# START OF Supplied text
What are the Pros and Cons of a Small Business Loan
You love what your business is doing today, but you know with a bit more capital you could more quickly unlock the next tier or two of growth. The problem is you just do not have the cash to spend on whatever it might be that will provide that springboard. For some of you that may be investing in a stronger inventory position for season, for others its about the money to enable product line expansion, and in some situations it could be incredibly valuable to enhance your operations capabilities, or even to install technologies that will supercharge your businesses ability to execute. Whatever your reason, small business loans can be a tool to help grow faster. While unlocking growth is something we all want, it is important to understand that even though small business loans provide access to capital and help build credit, they do carry responsibilities which are important to be aware of and to believe you are capable of managing. Below we lay out these pros and cons, in an effort to ensure you are fully informed and can make the right decision regarding financing your business.​​
Pros of Small Business Loans
Access to Capital
Running a small business can be cash intensive. It takes money to operate and more importantly it takes money to grow fast. A small business loans can provide funds that enable you to invest in new technologies, to keep staff on full time, or to expand your product range for next season, to allow you to more quickly create growth in your business.
Build Business Credit
In addition to providing capital to grow your business, a small business loan can also help you to establish or improver your credit rating. By consistently paying down your loan you provide a history of trust that drives credit rating agencies to see you as a credit worthy investment, thus improving your ability to secure more or larger financing down the road.
# END OF Supplied text
# START OF Record excerpts
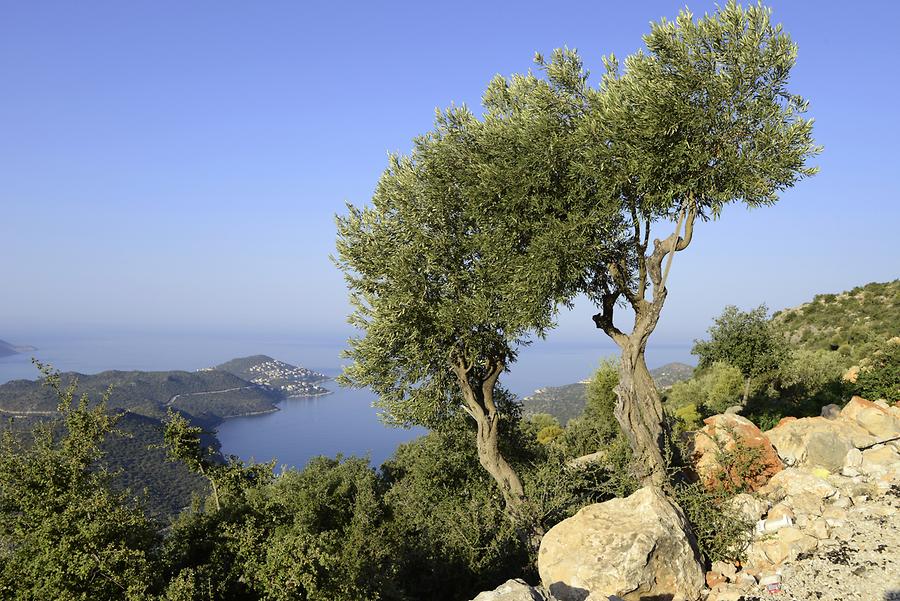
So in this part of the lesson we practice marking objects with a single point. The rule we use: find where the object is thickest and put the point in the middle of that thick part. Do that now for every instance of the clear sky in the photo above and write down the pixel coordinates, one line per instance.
(169, 165)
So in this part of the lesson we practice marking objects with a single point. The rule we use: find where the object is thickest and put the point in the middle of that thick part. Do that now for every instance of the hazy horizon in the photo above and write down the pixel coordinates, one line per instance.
(172, 168)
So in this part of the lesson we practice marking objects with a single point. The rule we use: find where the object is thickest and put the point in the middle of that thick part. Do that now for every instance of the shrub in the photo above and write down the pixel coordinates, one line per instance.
(879, 375)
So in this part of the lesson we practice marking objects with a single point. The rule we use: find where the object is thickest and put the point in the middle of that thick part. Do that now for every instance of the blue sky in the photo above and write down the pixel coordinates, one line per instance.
(170, 165)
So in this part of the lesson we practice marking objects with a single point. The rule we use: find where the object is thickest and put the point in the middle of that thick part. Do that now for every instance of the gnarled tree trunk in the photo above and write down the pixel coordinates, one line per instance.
(638, 408)
(478, 393)
(640, 415)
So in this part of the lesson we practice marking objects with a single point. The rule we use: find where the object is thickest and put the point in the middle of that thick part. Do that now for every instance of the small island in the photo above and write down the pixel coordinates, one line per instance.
(289, 380)
(7, 349)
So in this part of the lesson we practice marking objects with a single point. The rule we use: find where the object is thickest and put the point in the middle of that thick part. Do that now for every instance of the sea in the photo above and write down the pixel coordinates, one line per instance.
(344, 422)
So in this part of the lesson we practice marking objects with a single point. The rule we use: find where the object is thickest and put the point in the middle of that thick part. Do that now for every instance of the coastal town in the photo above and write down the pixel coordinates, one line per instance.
(291, 380)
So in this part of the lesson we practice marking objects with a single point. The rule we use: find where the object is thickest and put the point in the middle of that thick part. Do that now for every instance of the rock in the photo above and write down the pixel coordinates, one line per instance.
(831, 411)
(786, 545)
(879, 460)
(726, 433)
(511, 590)
(749, 507)
(817, 528)
(853, 458)
(780, 511)
(725, 568)
(795, 483)
(728, 592)
(714, 578)
(817, 441)
(637, 547)
(835, 516)
(878, 421)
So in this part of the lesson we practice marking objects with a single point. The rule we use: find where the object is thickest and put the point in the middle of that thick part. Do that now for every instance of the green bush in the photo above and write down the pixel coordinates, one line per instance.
(711, 391)
(722, 534)
(879, 376)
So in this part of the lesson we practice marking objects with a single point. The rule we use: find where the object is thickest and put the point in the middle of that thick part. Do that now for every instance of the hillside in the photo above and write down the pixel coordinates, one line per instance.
(567, 402)
(850, 323)
(290, 380)
(7, 349)
(207, 395)
(134, 454)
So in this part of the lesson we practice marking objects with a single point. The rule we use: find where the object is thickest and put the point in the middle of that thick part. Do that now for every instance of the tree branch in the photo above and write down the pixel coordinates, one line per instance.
(472, 407)
(604, 319)
(669, 246)
(487, 387)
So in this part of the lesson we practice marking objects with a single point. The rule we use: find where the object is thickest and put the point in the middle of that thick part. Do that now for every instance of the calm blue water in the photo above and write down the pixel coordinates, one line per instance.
(342, 422)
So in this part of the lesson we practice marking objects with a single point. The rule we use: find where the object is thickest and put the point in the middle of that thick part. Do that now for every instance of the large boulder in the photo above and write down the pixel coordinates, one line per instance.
(817, 441)
(636, 548)
(878, 421)
(511, 590)
(725, 434)
(803, 491)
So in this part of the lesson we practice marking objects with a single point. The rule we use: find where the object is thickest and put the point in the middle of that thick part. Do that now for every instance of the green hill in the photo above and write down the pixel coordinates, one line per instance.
(7, 349)
(567, 402)
(207, 395)
(289, 380)
(850, 323)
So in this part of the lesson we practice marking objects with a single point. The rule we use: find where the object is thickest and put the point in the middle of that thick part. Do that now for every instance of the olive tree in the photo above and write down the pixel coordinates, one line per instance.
(469, 245)
(700, 120)
(744, 340)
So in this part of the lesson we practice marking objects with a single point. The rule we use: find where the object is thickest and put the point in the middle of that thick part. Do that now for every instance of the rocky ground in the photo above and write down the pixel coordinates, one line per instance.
(826, 509)
(858, 556)
(860, 560)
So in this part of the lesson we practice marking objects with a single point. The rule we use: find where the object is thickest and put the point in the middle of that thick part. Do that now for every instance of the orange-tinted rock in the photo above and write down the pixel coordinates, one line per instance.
(784, 420)
(714, 578)
(728, 433)
(877, 420)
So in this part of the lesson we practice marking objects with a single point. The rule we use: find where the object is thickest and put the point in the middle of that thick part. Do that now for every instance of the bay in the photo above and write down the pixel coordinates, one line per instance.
(342, 422)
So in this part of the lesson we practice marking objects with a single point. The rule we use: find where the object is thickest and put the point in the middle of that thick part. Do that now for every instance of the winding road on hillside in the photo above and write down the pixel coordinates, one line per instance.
(175, 397)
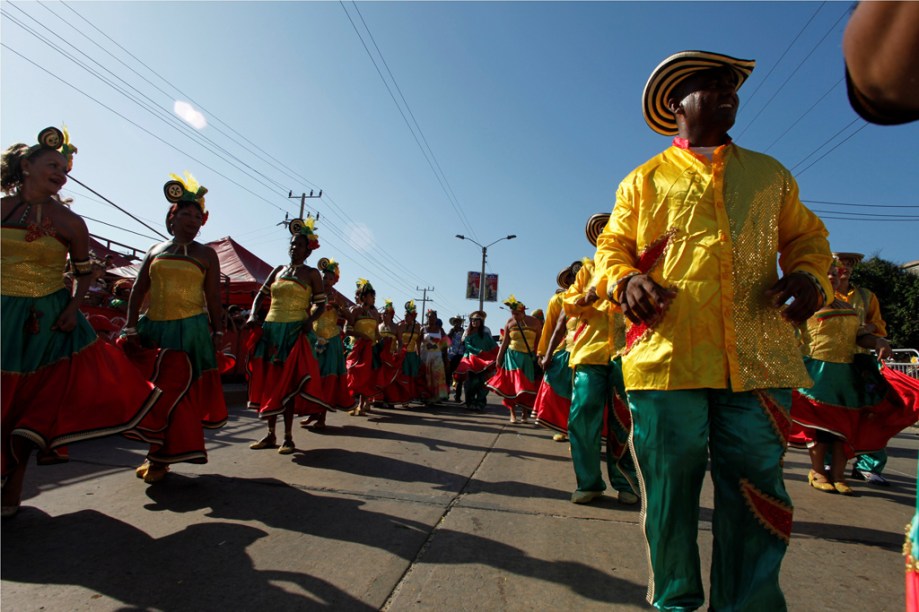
# END OF Record excerpts
Written problem ::
Answer these about the small business loan text:
1. Besides access to capital, what do small business loans help build, according to the opening paragraph?
2. Under "Access to Capital," what three uses of loan funds are listed?
3. Under "Build Business Credit," what does consistently paying down a loan provide?
The data above is separate material from the small business loan text.

Final result ::
1. Credit.
2. Investing in new technologies, keeping staff on full time, and expanding the product range for next season.
3. A history of trust.